• _DIRECTIONS_: Rewrite all of the material below, replacing "the marker" with "the dot" wherever it occurs and leaving everything else unchanged.

:::

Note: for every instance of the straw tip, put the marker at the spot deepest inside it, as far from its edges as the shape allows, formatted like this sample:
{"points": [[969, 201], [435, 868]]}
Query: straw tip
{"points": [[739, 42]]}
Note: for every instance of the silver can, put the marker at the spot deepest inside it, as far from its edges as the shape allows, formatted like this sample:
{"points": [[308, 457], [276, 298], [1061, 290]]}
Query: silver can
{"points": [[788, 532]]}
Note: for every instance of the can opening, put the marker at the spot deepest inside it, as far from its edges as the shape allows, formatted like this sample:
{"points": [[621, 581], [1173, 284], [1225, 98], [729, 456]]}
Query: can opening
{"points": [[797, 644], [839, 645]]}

:::

• _FINISHED ANSWER_:
Note: for every instance of the straw tip, put the dot at the spot deepest inside it, as far from its edges as the shape allows, formatted like this sample:
{"points": [[969, 201], [435, 868]]}
Query: straw tip
{"points": [[739, 42]]}
Note: for every instance of the silver can, put the dot at the spot deepest inside it, as far from its edges as the shape allows, formatted like this sample:
{"points": [[308, 457], [276, 298], [1061, 290]]}
Query: silver can
{"points": [[788, 532]]}
Note: for every instance of the can opening, put the dot at the spot deepest inside it, as far from its edges as the shape allows, formatted like this sample:
{"points": [[621, 581], [1173, 284], [1225, 98], [729, 456]]}
Query: can opening
{"points": [[797, 644], [839, 645]]}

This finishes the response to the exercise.